### Records shown

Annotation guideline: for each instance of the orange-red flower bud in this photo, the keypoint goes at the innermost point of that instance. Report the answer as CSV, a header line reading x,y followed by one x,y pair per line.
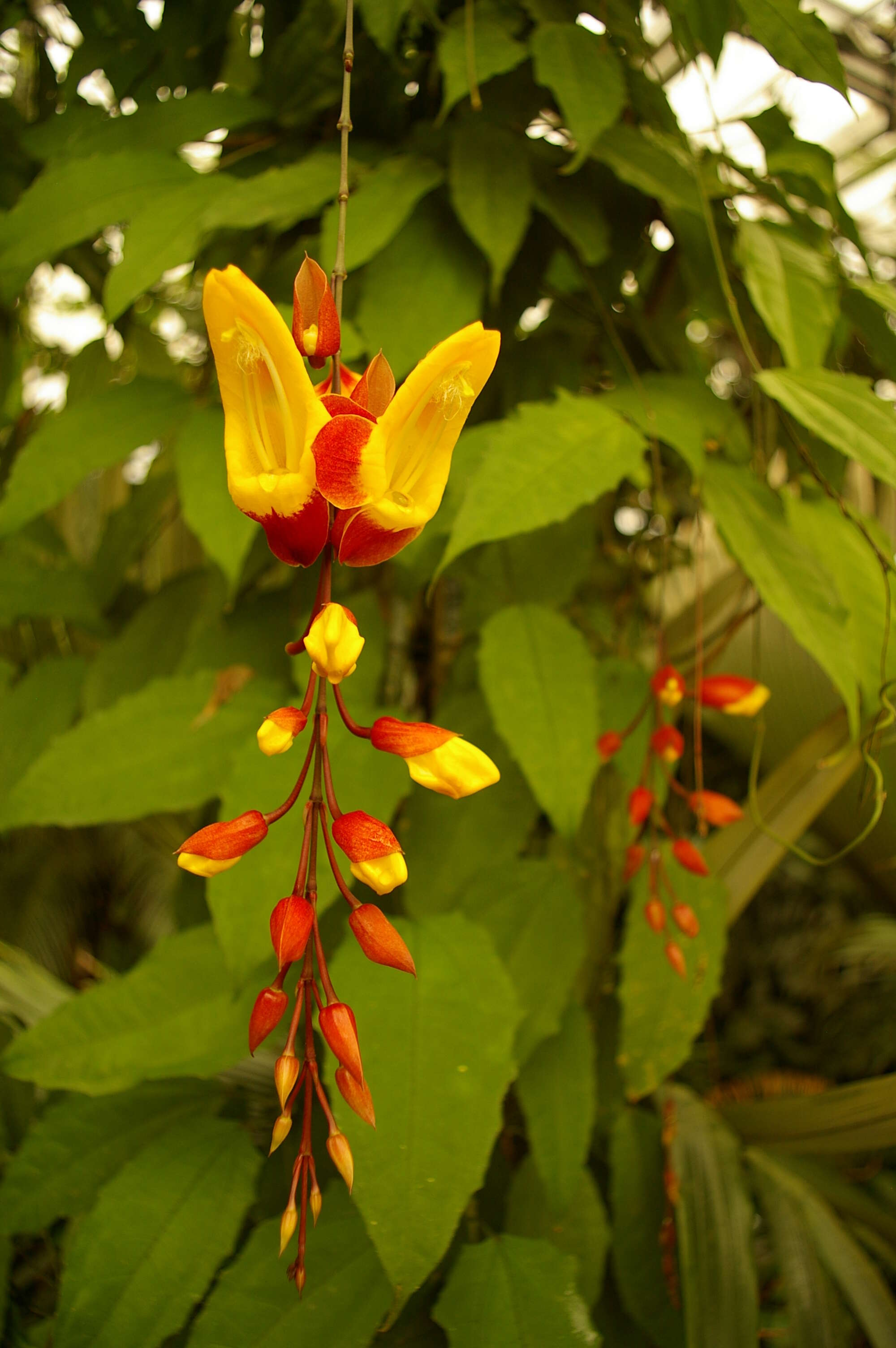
x,y
715,808
668,743
677,959
733,695
316,325
278,730
686,920
641,804
269,1007
655,914
220,846
372,848
669,685
341,1033
356,1095
689,856
609,743
341,1156
379,940
634,860
292,922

### Task objective
Print the records exactly and omit all pictures.

### Response to the exercise
Annotation guideline: for each instance of the orange-red flower bud in this photo, the keypoint goes at the innermost point of that instance. Report the answer as CSV, a header line reading x,y followed by one x,y pair per line.
x,y
715,808
668,743
677,959
733,695
316,325
278,730
686,920
641,804
269,1007
655,914
220,846
372,848
669,685
341,1033
356,1095
689,856
609,743
341,1156
379,940
634,860
292,922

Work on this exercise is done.